[Entries from a dataset]
--------------------

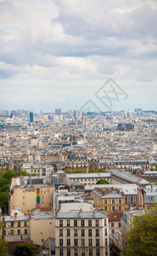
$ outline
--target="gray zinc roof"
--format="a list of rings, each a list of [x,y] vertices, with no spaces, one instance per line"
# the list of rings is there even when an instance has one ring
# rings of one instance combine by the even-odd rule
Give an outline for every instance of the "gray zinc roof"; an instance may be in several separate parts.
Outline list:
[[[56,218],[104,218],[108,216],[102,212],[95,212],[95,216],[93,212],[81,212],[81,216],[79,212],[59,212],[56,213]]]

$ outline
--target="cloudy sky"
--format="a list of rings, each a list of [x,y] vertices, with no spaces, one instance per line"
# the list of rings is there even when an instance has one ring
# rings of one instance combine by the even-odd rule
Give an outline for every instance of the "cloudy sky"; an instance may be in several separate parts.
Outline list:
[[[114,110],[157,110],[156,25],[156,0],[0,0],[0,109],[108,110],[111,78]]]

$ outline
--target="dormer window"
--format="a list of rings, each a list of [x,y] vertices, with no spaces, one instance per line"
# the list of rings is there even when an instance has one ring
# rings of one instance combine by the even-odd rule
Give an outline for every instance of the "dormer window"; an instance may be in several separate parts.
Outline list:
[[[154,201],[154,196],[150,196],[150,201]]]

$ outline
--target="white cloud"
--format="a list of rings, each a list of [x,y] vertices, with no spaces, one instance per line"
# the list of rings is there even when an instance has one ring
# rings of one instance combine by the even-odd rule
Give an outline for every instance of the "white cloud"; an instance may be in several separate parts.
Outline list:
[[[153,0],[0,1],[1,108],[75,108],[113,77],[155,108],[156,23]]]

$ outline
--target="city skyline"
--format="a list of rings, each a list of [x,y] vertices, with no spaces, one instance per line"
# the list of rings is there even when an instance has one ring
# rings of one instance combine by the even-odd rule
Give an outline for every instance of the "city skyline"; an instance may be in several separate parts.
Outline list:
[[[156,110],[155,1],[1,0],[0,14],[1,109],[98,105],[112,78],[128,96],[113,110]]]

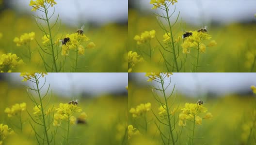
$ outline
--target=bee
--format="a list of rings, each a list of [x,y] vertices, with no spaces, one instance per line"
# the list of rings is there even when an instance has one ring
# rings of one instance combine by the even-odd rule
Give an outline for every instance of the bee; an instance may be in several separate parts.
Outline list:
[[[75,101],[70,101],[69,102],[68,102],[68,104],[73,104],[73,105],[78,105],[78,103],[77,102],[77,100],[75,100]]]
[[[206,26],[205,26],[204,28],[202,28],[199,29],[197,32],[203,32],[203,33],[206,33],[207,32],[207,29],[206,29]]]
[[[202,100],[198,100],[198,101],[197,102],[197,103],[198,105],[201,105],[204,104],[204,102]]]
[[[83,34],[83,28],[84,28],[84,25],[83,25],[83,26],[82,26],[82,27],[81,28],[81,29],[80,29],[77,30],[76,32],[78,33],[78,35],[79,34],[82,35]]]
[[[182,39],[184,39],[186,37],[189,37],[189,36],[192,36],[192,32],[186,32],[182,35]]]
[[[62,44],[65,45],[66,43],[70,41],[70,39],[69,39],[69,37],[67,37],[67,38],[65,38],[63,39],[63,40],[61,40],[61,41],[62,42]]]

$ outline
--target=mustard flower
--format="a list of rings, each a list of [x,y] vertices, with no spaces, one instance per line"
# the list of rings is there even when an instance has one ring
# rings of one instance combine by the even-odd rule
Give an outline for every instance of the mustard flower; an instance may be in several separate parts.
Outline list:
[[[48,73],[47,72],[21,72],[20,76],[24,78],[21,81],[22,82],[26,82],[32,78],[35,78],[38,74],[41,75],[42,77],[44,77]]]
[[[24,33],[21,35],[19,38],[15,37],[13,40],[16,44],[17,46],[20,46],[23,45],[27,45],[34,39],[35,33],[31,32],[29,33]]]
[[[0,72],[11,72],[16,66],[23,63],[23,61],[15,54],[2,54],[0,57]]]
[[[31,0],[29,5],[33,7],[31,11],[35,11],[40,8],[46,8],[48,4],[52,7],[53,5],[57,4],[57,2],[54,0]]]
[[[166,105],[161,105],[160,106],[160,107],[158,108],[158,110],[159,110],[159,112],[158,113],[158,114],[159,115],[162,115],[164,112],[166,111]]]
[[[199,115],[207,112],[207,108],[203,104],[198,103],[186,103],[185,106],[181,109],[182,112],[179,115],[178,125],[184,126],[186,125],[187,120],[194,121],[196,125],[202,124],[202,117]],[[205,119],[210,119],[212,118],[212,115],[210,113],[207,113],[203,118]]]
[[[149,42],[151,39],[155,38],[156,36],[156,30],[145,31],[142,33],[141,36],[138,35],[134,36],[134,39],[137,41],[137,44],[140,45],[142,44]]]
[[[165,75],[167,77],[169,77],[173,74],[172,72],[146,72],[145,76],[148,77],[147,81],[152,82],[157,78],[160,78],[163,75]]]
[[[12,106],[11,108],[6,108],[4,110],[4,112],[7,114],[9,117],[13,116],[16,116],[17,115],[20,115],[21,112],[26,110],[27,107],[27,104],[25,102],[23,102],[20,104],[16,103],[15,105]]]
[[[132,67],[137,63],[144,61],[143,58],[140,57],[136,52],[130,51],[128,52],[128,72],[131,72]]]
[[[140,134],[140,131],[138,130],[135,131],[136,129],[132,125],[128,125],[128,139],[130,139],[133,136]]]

--------------------

## Stated problem
Locate each line in the items above that contains the word "dormer" and copy it. Treat uppercase and lowercase letters as different.

## Written answer
--target="dormer window"
Give an outline for every instance of the "dormer window"; an instance may be in several separate parts.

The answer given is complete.